### Required action
For the string "birds", search the entries below and copy every line where it appears.

### Material for the task
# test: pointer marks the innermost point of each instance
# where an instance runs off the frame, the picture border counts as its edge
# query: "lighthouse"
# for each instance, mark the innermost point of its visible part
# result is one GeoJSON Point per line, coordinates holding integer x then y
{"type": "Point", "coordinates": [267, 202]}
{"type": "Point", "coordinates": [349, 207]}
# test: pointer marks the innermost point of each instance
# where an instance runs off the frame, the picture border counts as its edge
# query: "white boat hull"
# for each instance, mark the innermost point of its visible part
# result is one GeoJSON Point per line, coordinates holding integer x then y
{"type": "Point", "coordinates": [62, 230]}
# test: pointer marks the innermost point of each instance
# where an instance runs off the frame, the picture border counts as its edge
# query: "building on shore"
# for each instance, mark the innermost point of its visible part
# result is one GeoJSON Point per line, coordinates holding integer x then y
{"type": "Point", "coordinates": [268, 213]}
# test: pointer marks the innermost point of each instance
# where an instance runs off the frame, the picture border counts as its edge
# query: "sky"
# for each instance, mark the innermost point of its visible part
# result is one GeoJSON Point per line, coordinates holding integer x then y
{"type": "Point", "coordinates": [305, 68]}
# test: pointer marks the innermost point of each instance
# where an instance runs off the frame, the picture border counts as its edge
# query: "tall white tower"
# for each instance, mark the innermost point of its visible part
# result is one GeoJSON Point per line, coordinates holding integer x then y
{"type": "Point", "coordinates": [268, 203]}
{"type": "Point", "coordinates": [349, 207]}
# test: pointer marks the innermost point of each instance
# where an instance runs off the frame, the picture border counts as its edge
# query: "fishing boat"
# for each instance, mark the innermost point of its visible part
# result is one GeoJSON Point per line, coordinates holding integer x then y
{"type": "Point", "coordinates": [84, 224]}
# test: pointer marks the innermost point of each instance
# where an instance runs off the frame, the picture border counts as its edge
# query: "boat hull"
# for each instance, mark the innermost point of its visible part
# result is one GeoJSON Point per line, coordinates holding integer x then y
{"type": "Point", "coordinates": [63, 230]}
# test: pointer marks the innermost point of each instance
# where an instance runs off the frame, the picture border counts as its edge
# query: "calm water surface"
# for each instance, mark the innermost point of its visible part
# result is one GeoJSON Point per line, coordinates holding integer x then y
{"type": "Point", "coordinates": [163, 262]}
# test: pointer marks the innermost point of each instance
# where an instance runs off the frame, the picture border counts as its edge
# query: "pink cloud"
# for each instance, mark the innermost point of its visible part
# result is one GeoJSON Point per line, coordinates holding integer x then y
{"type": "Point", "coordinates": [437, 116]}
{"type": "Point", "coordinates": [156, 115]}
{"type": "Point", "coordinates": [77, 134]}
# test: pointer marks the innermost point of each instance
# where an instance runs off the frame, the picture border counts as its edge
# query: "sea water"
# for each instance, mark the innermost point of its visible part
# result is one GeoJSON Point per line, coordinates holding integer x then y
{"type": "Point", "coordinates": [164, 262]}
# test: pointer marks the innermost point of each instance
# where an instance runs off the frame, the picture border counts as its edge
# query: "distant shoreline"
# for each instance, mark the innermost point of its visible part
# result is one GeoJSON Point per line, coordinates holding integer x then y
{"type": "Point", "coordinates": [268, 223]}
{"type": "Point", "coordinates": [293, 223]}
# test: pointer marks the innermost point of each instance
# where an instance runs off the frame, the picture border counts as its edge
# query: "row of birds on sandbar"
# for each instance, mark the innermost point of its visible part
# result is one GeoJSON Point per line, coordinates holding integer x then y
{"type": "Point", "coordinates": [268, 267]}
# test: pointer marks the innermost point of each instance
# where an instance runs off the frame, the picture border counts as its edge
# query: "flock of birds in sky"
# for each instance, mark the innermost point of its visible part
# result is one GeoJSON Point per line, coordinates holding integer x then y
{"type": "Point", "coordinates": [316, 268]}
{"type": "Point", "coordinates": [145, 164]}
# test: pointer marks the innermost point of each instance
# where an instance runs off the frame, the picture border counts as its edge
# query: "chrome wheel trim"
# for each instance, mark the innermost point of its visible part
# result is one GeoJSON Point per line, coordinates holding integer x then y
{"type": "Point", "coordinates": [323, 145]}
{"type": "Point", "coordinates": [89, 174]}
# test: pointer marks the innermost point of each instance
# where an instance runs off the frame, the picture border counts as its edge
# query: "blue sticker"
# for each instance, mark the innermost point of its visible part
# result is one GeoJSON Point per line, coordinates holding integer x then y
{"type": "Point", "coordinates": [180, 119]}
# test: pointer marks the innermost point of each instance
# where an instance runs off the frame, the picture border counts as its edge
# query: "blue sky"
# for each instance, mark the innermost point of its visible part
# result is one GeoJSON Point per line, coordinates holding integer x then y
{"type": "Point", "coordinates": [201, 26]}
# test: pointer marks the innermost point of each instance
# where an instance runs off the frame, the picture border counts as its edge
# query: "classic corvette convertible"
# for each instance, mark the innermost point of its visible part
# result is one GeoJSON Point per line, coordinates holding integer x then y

### Result
# query: "row of birds on sandbar"
# query: "flock of birds in sky"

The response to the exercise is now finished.